Esercizio da svolgere
Ricopia per intero e senza alcuna modifica la rassegna qui sotto sulla stampa araba e il futuro dell'Iran.

Fonte
━━━━━━━━━━━━━━━━━━━━━━━━━━━━━━
Una guida ai fatti della settimana nel Mediterraneo allargato e nel mondo musulmano attraverso la stampa araba

Ultimo aggiornamento: 31/05/2024 15:52:13

Questa settimana sui media arabi sono continuate le riflessioni e le previsioni sul futuro dell’Iran dopo la morte del presidente Ebrahim Raisi. L’ipotesi condivisa è che la prossima presidenza sarà in continuità con quella precedente. Ma ciò che accomuna gli editorialisti arabi è anche un certo disprezzo per il Paese degli Ayatollah, descritto attraverso immagini eloquenti tratte dalla tradizione occidentale.

 

Su al-‘Arab il giornalista siriano Ali Qasim dipinge un quadro impietoso del regime e si domanda perché mai l’Iran dovrebbe cambiare ora, visto che non è cambiato dopo la morte di Khomeini. Se c’è un Paese cui calza a pennello il famoso detto francese «il re è morto, viva il re!» è proprio l’Iran, scrive l’editorialista, intendendo che chiunque assumerà la presidenza nei prossimi mesi sarà in perfetta linea di continuità con Raisi: «Stessa barba, stesso turbante e sicuramente lo stesso modo di pensare». L’Iran di oggi continuerà a seguire il cammino aperto da Khomeini, che nei suoi dieci anni di presenza «ha riportato il Paese indietro di cento anni». Dopo la morte di quest’ultimo «l’Iran ha preso l’abitudine di bere svariati tipi di veleni e la Repubblica islamica si è confermata un Paese che lavora per l’Aldilà» anziché per il bene della vita terrena. Le sue guerre sono religiose, spiega Qasim, se i governanti fossero dediti maggiormente «alla vita terrena» svilupperebbero buone relazioni con il vicinato, investirebbero nella crescita economica anziché nella produzione del nucleare a scopi militari, reciderebbero i loro legami con Hezbollah e Hamas e la smetterebbero di pensare che il mondo cospira contro di loro, prosegue l’editoriale. Perché il primo «ad aver cospirato contro sé stesso, dal primo giorno in cui Khomeini è ritornato in patria,» è proprio l’Iran.
━━━━━━━━━━━━━━━━━━━━━━━━━━━━━━
Materiale fornito
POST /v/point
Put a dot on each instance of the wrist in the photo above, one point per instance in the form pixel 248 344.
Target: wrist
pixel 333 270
━━━━━━━━━━━━━━━━━━━━━━━━━━━━━━
Risposta completa
Una guida ai fatti della settimana nel Mediterraneo allargato e nel mondo musulmano attraverso la stampa araba

Ultimo aggiornamento: 31/05/2024 15:52:13

Questa settimana sui media arabi sono continuate le riflessioni e le previsioni sul futuro dell’Iran dopo la morte del presidente Ebrahim Raisi. L’ipotesi condivisa è che la prossima presidenza sarà in continuità con quella precedente. Ma ciò che accomuna gli editorialisti arabi è anche un certo disprezzo per il Paese degli Ayatollah, descritto attraverso immagini eloquenti tratte dalla tradizione occidentale.

 

Su al-‘Arab il giornalista siriano Ali Qasim dipinge un quadro impietoso del regime e si domanda perché mai l’Iran dovrebbe cambiare ora, visto che non è cambiato dopo la morte di Khomeini. Se c’è un Paese cui calza a pennello il famoso detto francese «il re è morto, viva il re!» è proprio l’Iran, scrive l’editorialista, intendendo che chiunque assumerà la presidenza nei prossimi mesi sarà in perfetta linea di continuità con Raisi: «Stessa barba, stesso turbante e sicuramente lo stesso modo di pensare». L’Iran di oggi continuerà a seguire il cammino aperto da Khomeini, che nei suoi dieci anni di presenza «ha riportato il Paese indietro di cento anni». Dopo la morte di quest’ultimo «l’Iran ha preso l’abitudine di bere svariati tipi di veleni e la Repubblica islamica si è confermata un Paese che lavora per l’Aldilà» anziché per il bene della vita terrena. Le sue guerre sono religiose, spiega Qasim, se i governanti fossero dediti maggiormente «alla vita terrena» svilupperebbero buone relazioni con il vicinato, investirebbero nella crescita economica anziché nella produzione del nucleare a scopi militari, reciderebbero i loro legami con Hezbollah e Hamas e la smetterebbero di pensare che il mondo cospira contro di loro, prosegue l’editoriale. Perché il primo «ad aver cospirato contro sé stesso, dal primo giorno in cui Khomeini è ritornato in patria,» è proprio l’Iran.